Source passage
▽
D. van den Borne (1), S. L. Jansen (1*), E. Gottwald (2), E. D. Schmidt (2), G. D. Khoe (1),

and H. de Waardt (1).

1: COBRA institute, Eindhoven University of Technology, The Netherlands (e-mail: d.v.d.borne@gmail.com). 2: Nokia Siemens Networks, Munich, Germany.

* At the time of this work, the author is now with KDDI R&D Laboratories, Saitama, Japan

Abstract: The feasibility of long-haul transmission using differential quadrature phase shift

keying (DQPSK) modulation is discussed. We focus in particular on the trade-off between spectral efficiency and reach in optical transmission systems using DQPSK modulation.

OCIS codes: (060.5060) Phase modulation; (060.1660) Coherent communications;

1. Introduction

Next-generation optical transmission systems are expected to transmit ever higher bit rates in densely spaced wavelength division multiplexed (WDM) channels. Especially the recent drive towards a 100G Ethernet standard and burgeoning traffic demand indicates that solutions are required for long-haul transmission with high spectral efficiency. Such a carrier-grade 100G Ethernet standard would likely require a bit rate of 111-Gb/s and preferably use a single wavelength [1]. It is challenging to realize such bit rates with binary formats, as the required bandwidth of the electrical components in the transponder is difficult and costly to realize. Multi-level formats, such as differential quadrature phase shift keying (DQPSK) [2] and polarization-multiplexed (POLMUX)-DQPSK [3, 4] provide a promising alternative as they operate at a lower symbol rate for the same total bit rate. Hence, they require lower-speed, but generally more, transponder components compared to binary formats.
△
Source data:
▽
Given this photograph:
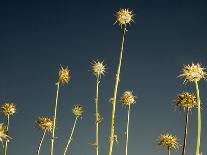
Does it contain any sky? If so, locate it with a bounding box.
[0,0,207,155]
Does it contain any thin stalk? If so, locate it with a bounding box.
[37,130,46,155]
[50,82,60,155]
[195,81,201,155]
[64,117,78,155]
[125,105,131,155]
[4,115,10,155]
[96,76,100,155]
[182,108,189,155]
[108,27,126,155]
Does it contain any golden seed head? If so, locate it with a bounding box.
[121,91,136,106]
[72,104,84,117]
[159,133,179,149]
[1,103,16,116]
[179,63,207,82]
[115,9,134,27]
[176,92,197,110]
[58,66,70,85]
[36,117,54,132]
[0,123,9,142]
[92,61,106,78]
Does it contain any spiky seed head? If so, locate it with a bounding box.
[115,9,134,27]
[176,92,197,110]
[179,63,207,83]
[0,123,10,142]
[92,60,106,78]
[72,104,84,117]
[58,66,71,85]
[36,117,54,132]
[1,103,16,116]
[121,90,136,106]
[159,133,179,149]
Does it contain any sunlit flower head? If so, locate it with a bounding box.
[36,117,54,132]
[176,92,197,110]
[179,63,207,82]
[92,61,106,78]
[58,66,71,85]
[159,133,179,149]
[72,104,84,117]
[115,9,134,27]
[121,91,136,106]
[1,103,16,116]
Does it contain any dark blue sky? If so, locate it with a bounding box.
[0,0,207,155]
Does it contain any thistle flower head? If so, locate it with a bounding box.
[72,104,84,117]
[36,117,54,132]
[0,123,9,142]
[92,61,106,77]
[115,9,134,27]
[176,92,197,110]
[1,103,16,116]
[159,133,179,149]
[58,66,70,85]
[121,91,136,106]
[179,63,207,82]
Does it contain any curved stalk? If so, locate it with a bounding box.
[108,27,126,155]
[37,130,46,155]
[64,117,78,155]
[50,82,60,155]
[182,109,189,155]
[125,105,131,155]
[4,115,10,155]
[194,81,201,155]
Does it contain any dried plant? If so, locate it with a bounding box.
[50,66,71,155]
[108,9,134,155]
[179,63,207,155]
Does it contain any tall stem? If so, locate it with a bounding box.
[4,115,10,155]
[96,76,100,155]
[37,130,46,155]
[195,81,201,155]
[64,117,78,155]
[182,108,189,155]
[108,27,126,155]
[50,82,60,155]
[125,105,131,155]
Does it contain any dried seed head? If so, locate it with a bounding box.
[72,104,84,117]
[36,117,54,132]
[92,61,106,78]
[121,91,136,106]
[115,9,134,27]
[179,63,207,82]
[1,103,16,116]
[176,92,197,110]
[58,66,71,85]
[159,133,179,149]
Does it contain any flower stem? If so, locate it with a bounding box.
[194,81,201,155]
[108,27,126,155]
[4,115,10,155]
[64,117,78,155]
[50,82,60,155]
[96,76,100,155]
[182,108,189,155]
[125,105,131,155]
[37,130,46,155]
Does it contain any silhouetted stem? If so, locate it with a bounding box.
[108,27,126,155]
[182,109,189,155]
[50,82,60,155]
[64,117,78,155]
[37,131,46,155]
[195,81,201,155]
[125,105,131,155]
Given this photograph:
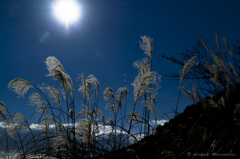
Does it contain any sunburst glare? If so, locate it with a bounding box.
[52,0,81,26]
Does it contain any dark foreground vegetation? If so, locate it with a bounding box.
[96,84,240,159]
[0,34,240,159]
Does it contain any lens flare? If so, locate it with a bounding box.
[53,0,81,25]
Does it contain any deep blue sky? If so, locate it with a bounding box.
[0,0,240,125]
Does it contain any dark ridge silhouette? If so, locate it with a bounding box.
[95,83,240,159]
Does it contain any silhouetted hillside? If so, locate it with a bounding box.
[94,84,240,159]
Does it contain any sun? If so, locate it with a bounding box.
[52,0,81,26]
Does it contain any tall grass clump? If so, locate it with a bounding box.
[0,36,161,158]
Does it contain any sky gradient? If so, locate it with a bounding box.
[0,0,240,126]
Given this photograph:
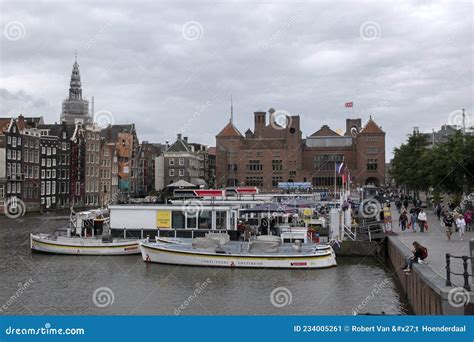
△
Tasks and exercises
a) According to the DQPSK passage, what bit rate would a carrier-grade 100G Ethernet standard likely require?
b) Translate this sentence from the DQPSK passage into Spanish: "Hence, they require lower-speed, but generally more, transponder components compared to binary formats."
c) Reproduce the DQPSK passage starting at "1: COBRA institute, Eindhoven" and ending at "using DQPSK modulation.", replacing "spectral efficiency" with "bandwidth efficiency".

Solved tasks
a) A bit rate of 111 Gb/s.

b) Por lo tanto, requieren componentes de transpondedor de menor velocidad, pero en general más numerosos, en comparación con los formatos binarios.

c)
1: COBRA institute, Eindhoven University of Technology, The Netherlands (e-mail: d.v.d.borne@gmail.com). 2: Nokia Siemens Networks, Munich, Germany.

* At the time of this work, the author is now with KDDI R&D Laboratories, Saitama, Japan

Abstract: The feasibility of long-haul transmission using differential quadrature phase shift

keying (DQPSK) modulation is discussed. We focus in particular on the trade-off between bandwidth efficiency and reach in optical transmission systems using DQPSK modulation.